(WORK TO DO) Copy the lines verbatim, starting with the line that contains "in an image." and ending after the line that contains "[150,350,399,706]". Leave the pictures out of your copy.

Source records
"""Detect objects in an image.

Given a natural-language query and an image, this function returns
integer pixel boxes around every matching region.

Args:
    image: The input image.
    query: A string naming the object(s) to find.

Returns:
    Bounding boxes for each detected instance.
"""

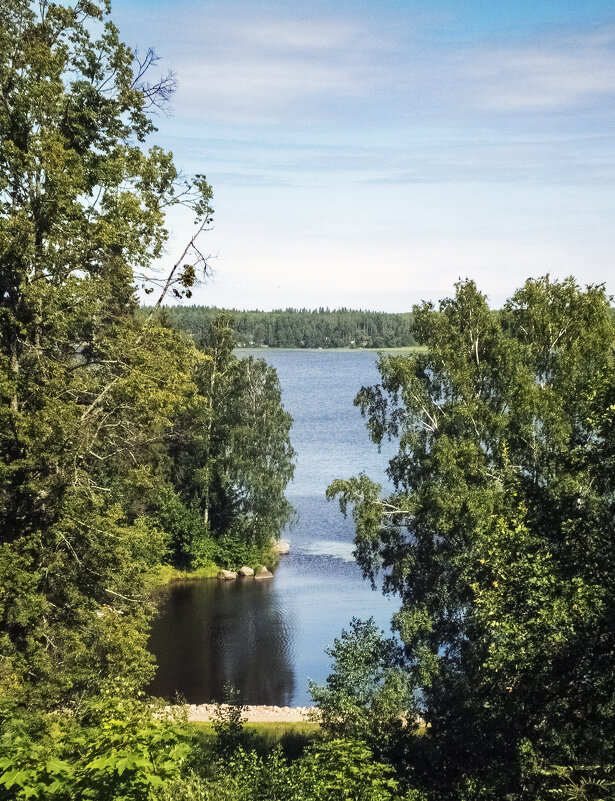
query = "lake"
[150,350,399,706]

==

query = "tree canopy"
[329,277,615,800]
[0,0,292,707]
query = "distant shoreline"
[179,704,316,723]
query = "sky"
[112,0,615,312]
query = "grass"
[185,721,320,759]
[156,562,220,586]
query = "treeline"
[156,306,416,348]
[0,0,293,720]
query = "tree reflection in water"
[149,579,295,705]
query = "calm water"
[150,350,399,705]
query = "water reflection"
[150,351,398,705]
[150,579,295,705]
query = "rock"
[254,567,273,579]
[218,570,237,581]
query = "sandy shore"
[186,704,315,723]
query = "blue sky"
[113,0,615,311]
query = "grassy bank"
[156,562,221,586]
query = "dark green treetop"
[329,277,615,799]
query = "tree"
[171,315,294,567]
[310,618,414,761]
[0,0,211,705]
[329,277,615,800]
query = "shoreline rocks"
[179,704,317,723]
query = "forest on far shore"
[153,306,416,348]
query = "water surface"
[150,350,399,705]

(ANSWER IN FULL)
"""Detect objects in an image.

Given a natural-language query and an image, this function returns
integer pixel boxes around every matching region.

Args:
    image: The input image.
    query: A string naming the object(s) to find.

Returns:
    Bounding boxes for each detected instance.
"""

query = "lake"
[150,350,399,706]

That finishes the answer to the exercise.